This article is based on interviews from the Capital Daily podcast. You can listen and subscribe here or on your podcasting app of choice.

Langford is having a soccer moment. Not only is the sport enjoying an all-time high in Canada-wide interest with the successes of the women’s and men’s national teams, but the Island’s only professional sports club, Pacific FC, just brought home a national championship in the Canadian Premier League.

At the same time, a player-led labour movement that began on Vancouver Island is nearing official recognition from the league—a landmark change, after nearly two years of seeking voluntary acknowledgement.

“There’s a time and place for everything. The time and place is here and now,” said David Clanachan, commissioner of the Canadian Premier League, when discussing the Professional Footballers Association Canada—a first-of-its-kind players’ union that seeks to represent athletes of all genders across the country.

• **Tasks to carry out**
• a. In the soccer article, which club won the national championship in the Canadian Premier League?
• b. List every organization the soccer article identifies by its proper name.
• c. Carry on the soccer article from its final sentence, keeping to the same subject and formal tone.

• **Entries supplied**
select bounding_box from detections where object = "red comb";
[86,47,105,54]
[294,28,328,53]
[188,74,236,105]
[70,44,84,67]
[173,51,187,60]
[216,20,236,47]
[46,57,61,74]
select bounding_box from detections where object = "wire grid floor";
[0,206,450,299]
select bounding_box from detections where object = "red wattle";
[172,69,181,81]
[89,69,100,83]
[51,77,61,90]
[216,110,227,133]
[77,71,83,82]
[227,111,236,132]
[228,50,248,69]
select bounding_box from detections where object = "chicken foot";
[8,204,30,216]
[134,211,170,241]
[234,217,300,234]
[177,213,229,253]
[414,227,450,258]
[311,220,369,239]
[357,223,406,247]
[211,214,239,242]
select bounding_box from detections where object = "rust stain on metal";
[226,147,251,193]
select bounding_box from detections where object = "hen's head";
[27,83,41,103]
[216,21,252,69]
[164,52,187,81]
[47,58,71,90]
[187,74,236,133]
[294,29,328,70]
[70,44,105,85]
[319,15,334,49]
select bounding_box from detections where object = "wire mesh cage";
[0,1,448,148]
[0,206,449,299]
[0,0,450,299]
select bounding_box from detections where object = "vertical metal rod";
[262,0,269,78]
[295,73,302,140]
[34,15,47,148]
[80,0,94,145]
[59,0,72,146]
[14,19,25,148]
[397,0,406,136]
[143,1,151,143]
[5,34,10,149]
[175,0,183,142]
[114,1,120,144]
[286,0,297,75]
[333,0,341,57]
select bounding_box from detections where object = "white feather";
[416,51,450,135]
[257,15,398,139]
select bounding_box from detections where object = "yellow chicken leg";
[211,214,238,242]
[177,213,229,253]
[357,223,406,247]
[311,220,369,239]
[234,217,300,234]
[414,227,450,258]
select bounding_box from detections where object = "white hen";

• **Answer set**
• a. Pacific FC

• b. Capital Daily, Pacific FC, the Canadian Premier League, the Professional Footballers Association Canada

• c.
The story of how the players union arrived at this moment is another matter. It involves a ruptured Achilles tendon, two quarantine bubbles, a record-breaking heat dome, and a bin full of white t-shirts—but first, it starts on a practice pitch in Saanich.

The Achilles

Marcel de Jong does not fall easily. Thirty-five years old, a former defender with the Canadian men’s national team, the Victoria resident is used to battling with the world’s best soccer players: Luis Suárez, Robert Lewandowski, Thomas Müller. So, he didn’t think much of leaping for a header during a pre-season scrimmage at the Pacific Institute for Sport Excellence—or, for that matter, of taking a spill to the ground. Only this time, at the dawn of March in 2019, something happened when he tried to get back up.

“I just tried to feel my Achilles, and the Achilles was gone. It rolled all the way up into my calf,” the 17-year veteran recalls.

There is, of course, no good time to rupture one’s Achilles, but de Jong’s timing was especially unfortunate. Less than a month earlier, the Newmarket, Ontario native had been announced as the star signing for Langford-based Pacific FC in the upstart Canadian Premier League. The season opener was a month away. Pundits were touting his arrival as the biggest splash in the league’s short history. And then—snap—gone.

A seed of doubt crept into de Jong’s mind.

“What's gonna happen? Is there anything [for me to be] taken care of? Do I have to worry?” he recalls.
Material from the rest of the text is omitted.